• EXERCISE MATERIAL

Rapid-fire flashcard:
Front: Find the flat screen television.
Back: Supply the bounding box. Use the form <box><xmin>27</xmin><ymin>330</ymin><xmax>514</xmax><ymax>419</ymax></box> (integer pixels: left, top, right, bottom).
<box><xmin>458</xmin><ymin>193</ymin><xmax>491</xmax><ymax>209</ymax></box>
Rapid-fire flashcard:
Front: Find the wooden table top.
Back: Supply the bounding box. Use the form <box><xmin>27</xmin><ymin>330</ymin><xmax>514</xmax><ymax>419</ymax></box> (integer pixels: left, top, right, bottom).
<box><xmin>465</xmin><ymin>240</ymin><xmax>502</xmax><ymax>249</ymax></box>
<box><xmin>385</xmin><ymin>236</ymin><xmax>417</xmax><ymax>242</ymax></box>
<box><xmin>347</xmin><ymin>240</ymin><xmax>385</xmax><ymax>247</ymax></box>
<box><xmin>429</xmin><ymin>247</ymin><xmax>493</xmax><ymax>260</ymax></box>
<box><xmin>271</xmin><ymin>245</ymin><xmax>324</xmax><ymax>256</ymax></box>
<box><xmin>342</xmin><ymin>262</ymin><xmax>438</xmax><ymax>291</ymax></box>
...
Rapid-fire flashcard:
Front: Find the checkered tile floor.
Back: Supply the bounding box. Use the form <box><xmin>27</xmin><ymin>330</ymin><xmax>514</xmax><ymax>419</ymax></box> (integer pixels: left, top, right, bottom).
--
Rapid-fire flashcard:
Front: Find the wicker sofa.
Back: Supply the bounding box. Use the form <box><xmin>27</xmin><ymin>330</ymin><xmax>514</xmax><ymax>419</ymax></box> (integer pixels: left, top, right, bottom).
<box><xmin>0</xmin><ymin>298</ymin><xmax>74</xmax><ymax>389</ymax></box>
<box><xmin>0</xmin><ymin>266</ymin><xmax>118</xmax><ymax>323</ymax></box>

• PROBLEM TO WORK ON
Show every line in the records above that contains the word "Find", matching case exactly.

• CORRECT ANSWER
Front: Find the flat screen television.
Front: Find the wooden table top.
Front: Find the checkered tile floor.
Front: Find the wicker sofa.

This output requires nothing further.